- WORK TASK -
Which lines run from the one containing "Each instance receives exactly one keypoint. Tag the bird's tail" to the end of the entries? Copy them exactly, both ends included, and give nothing else.

- MATERIAL PROVIDED -
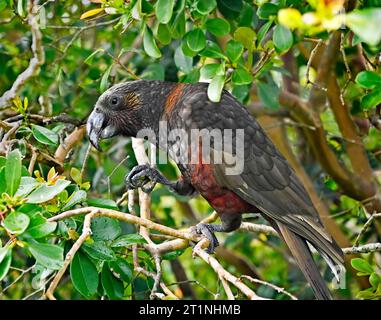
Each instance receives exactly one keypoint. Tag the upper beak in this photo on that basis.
(94, 127)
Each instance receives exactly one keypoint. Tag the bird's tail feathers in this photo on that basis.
(303, 256)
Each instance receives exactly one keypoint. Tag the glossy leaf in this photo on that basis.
(196, 39)
(283, 39)
(206, 6)
(16, 222)
(112, 286)
(45, 135)
(361, 265)
(91, 13)
(234, 50)
(48, 255)
(149, 44)
(99, 250)
(366, 24)
(78, 196)
(241, 76)
(182, 62)
(45, 192)
(104, 81)
(104, 228)
(371, 100)
(84, 275)
(13, 171)
(164, 10)
(215, 88)
(39, 227)
(218, 27)
(246, 36)
(122, 269)
(5, 263)
(368, 79)
(128, 239)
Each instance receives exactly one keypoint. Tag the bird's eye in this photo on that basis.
(114, 101)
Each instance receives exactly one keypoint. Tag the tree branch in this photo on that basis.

- SOLUTION -
Each instance receives exactly one keypoint. Tag the bird's tail feathers in this photo on that basis.
(303, 256)
Each instance receives exactly one keypoint. Tag the glossy leaf in this photo on that basis.
(196, 39)
(283, 39)
(206, 6)
(16, 222)
(112, 286)
(45, 135)
(361, 265)
(91, 13)
(234, 50)
(48, 255)
(149, 44)
(99, 250)
(366, 24)
(78, 196)
(241, 76)
(182, 62)
(45, 192)
(104, 81)
(104, 228)
(371, 100)
(84, 275)
(13, 171)
(164, 10)
(215, 88)
(39, 227)
(218, 27)
(246, 36)
(122, 269)
(5, 263)
(368, 79)
(128, 239)
Each instance receives exactly one keypoint. Tag the bird's eye in this photo on that basis.
(114, 101)
Each instance receives exactly one keypoint. Tag the tree branch in this photo on that basis.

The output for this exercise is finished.